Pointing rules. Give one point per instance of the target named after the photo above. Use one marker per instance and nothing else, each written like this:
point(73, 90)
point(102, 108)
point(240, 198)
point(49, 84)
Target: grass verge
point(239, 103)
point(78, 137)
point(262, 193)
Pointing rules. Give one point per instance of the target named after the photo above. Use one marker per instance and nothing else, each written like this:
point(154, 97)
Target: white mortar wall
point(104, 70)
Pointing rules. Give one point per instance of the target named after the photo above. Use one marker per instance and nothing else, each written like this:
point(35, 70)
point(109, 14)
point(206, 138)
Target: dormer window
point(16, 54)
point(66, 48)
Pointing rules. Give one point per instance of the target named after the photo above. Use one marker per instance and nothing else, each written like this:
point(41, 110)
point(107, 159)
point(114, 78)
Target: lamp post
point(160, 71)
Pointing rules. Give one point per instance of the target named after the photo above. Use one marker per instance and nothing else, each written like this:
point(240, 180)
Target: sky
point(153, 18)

———

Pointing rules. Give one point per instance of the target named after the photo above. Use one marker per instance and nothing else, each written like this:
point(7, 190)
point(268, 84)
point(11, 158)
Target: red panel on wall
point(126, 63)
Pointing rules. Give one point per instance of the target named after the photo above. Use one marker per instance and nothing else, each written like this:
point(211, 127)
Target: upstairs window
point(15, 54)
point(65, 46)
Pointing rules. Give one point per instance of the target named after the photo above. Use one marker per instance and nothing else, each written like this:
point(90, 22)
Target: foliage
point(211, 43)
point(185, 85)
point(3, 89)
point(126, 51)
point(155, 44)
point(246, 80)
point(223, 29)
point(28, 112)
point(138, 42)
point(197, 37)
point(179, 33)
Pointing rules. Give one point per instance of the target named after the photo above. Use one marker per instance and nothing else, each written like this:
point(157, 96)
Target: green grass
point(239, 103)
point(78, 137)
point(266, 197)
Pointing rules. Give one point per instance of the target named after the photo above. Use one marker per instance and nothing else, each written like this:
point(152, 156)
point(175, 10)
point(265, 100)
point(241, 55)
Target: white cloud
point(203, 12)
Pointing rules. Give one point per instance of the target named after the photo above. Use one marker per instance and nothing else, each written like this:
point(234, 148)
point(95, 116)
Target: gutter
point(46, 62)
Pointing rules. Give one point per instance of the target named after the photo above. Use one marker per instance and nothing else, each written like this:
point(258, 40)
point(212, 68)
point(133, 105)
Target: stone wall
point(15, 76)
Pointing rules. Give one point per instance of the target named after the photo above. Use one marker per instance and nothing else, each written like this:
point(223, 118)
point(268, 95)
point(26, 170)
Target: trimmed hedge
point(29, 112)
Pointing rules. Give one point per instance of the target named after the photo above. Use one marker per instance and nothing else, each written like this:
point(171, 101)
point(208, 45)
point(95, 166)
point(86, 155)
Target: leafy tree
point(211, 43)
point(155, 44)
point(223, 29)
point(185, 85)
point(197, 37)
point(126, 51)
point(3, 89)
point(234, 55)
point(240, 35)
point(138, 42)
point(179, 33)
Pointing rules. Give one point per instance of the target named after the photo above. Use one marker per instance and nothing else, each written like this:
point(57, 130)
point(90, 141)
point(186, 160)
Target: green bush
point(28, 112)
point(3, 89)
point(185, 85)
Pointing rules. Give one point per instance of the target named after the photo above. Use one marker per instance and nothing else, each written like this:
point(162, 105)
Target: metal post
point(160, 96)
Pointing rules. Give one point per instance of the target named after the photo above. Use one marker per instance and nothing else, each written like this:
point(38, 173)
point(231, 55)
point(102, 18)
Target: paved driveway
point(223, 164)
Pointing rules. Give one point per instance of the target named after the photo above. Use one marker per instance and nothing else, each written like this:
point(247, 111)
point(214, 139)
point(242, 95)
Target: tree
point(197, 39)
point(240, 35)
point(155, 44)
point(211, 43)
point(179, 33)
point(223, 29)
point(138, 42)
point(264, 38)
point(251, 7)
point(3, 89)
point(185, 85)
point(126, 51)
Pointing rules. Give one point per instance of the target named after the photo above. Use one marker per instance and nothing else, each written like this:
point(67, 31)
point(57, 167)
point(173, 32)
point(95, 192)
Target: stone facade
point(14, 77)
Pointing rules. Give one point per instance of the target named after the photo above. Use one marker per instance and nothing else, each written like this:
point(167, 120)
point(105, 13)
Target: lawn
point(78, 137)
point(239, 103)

———

- ABOUT THIS TASK -
When you reach the line in the material above that holds "Target: green grass", begin reproducing lines exactly, and stop after the line that holds "point(265, 100)".

- RESULT FOR THIS TASK -
Target: green grass
point(239, 103)
point(78, 137)
point(266, 197)
Pointing rules. Give one point per instance of the target named after the photo above. Use one marker per instance and nothing else, each written like this:
point(152, 156)
point(175, 10)
point(265, 100)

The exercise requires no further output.